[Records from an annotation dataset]
================================

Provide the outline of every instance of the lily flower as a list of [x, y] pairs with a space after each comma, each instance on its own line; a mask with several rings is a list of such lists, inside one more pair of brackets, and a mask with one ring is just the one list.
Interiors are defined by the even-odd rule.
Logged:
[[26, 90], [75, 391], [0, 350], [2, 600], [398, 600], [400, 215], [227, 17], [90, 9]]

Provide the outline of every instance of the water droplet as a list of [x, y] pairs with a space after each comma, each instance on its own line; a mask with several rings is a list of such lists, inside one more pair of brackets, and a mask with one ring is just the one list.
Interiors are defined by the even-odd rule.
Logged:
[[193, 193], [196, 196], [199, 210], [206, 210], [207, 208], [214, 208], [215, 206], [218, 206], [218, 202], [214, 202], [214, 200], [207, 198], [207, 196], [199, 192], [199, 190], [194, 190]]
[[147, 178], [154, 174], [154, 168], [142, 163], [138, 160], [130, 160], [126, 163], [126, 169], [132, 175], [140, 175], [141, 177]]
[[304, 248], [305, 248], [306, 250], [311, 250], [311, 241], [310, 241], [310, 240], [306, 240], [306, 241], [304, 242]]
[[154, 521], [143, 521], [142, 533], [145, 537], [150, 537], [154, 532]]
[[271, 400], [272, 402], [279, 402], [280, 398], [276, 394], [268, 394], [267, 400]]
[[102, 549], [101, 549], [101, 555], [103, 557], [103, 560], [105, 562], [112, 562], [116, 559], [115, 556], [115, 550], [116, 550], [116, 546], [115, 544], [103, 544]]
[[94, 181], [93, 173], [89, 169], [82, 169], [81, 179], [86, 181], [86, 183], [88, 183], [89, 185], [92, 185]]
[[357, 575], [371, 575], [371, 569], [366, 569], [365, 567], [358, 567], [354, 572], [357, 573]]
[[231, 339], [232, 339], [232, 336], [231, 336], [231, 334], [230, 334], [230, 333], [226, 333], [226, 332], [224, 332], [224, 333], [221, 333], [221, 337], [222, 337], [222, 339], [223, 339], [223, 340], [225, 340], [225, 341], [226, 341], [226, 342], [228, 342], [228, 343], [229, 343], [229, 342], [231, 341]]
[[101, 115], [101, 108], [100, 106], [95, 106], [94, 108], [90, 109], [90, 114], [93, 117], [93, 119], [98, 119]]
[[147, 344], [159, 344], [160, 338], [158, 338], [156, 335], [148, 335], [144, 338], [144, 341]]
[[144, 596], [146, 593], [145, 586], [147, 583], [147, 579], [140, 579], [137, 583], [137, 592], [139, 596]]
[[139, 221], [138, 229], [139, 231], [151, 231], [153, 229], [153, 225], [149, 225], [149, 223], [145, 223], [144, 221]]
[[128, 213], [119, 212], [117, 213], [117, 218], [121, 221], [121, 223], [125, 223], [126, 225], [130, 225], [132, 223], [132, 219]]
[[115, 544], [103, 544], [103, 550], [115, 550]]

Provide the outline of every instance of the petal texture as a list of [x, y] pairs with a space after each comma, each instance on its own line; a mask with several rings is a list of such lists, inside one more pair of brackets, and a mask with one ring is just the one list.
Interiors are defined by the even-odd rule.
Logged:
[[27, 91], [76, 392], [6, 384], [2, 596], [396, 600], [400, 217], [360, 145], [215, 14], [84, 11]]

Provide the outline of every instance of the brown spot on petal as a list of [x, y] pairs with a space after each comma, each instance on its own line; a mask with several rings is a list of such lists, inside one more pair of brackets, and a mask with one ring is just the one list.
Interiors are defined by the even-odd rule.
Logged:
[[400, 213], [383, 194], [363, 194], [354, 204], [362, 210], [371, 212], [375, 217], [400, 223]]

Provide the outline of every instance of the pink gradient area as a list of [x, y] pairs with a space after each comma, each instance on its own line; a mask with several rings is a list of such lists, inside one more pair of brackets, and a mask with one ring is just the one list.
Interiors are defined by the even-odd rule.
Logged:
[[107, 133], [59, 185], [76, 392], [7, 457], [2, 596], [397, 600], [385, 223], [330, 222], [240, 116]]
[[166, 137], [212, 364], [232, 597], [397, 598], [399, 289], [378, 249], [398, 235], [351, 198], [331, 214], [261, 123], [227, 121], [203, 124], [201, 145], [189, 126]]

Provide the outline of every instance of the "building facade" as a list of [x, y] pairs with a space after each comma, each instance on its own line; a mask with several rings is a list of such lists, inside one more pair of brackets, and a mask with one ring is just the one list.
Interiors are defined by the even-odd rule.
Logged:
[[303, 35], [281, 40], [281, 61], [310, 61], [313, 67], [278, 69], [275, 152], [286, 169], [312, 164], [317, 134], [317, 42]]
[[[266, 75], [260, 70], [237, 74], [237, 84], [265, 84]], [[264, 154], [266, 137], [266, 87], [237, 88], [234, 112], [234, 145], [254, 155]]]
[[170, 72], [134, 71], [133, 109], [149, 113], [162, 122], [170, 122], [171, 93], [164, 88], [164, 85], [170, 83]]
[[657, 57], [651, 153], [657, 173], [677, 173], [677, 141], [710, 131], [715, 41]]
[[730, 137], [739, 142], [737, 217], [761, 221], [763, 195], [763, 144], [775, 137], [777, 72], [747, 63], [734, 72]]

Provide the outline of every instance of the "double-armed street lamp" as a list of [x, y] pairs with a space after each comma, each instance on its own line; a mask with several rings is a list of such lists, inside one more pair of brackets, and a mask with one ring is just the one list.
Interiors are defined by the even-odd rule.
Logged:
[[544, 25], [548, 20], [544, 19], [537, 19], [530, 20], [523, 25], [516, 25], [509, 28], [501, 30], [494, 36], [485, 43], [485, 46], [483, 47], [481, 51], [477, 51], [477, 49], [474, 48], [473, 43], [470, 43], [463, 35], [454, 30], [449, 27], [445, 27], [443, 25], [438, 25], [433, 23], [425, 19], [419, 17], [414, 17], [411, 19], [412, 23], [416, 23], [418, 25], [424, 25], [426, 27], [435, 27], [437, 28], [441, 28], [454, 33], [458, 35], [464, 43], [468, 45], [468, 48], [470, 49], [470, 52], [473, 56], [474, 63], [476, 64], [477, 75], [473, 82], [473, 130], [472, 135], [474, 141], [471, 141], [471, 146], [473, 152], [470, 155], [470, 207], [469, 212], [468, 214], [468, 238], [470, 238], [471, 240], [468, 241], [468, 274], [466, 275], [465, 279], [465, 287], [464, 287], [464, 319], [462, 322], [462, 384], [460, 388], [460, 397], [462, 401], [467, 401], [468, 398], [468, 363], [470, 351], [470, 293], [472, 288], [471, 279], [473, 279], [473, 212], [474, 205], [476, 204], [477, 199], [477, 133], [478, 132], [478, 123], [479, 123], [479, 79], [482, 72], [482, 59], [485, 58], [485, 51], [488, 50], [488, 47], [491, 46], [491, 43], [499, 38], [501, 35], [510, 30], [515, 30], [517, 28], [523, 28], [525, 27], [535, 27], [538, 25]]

================================

- _INSTRUCTIONS TO FOLLOW_
Rewrite the stretch from "Provide the outline of every instance of the petal" through "217], [400, 223]]", keeping every line including the requests, but multiply each coordinate in the answers by 1.6 and round to whole numbers, with halves rounding up.

- _EXERCISE SOLUTION_
Provide the outline of every instance of the petal texture as a list of [x, y] pairs with a space after each comma, each instance on its own line; a mask with several rings is a list of such lists, inside one more pair of brackets, and a mask with one ring is just the one list.
Interiors are defined by the even-odd rule.
Logged:
[[43, 146], [122, 627], [10, 614], [3, 954], [634, 960], [640, 347], [576, 232], [344, 22], [134, 18]]

Provide the outline of every instance of the brown spot on petal as a list of [x, y] pairs with a space after each comma, each instance on its own line; a mask with several rings is a list of such lists, inside one more pair of brackets, and a mask with one ring is just the one list.
Interiors are defined by the even-odd rule.
Logged:
[[640, 341], [613, 310], [581, 310], [566, 326], [579, 336], [594, 339], [600, 347], [640, 357]]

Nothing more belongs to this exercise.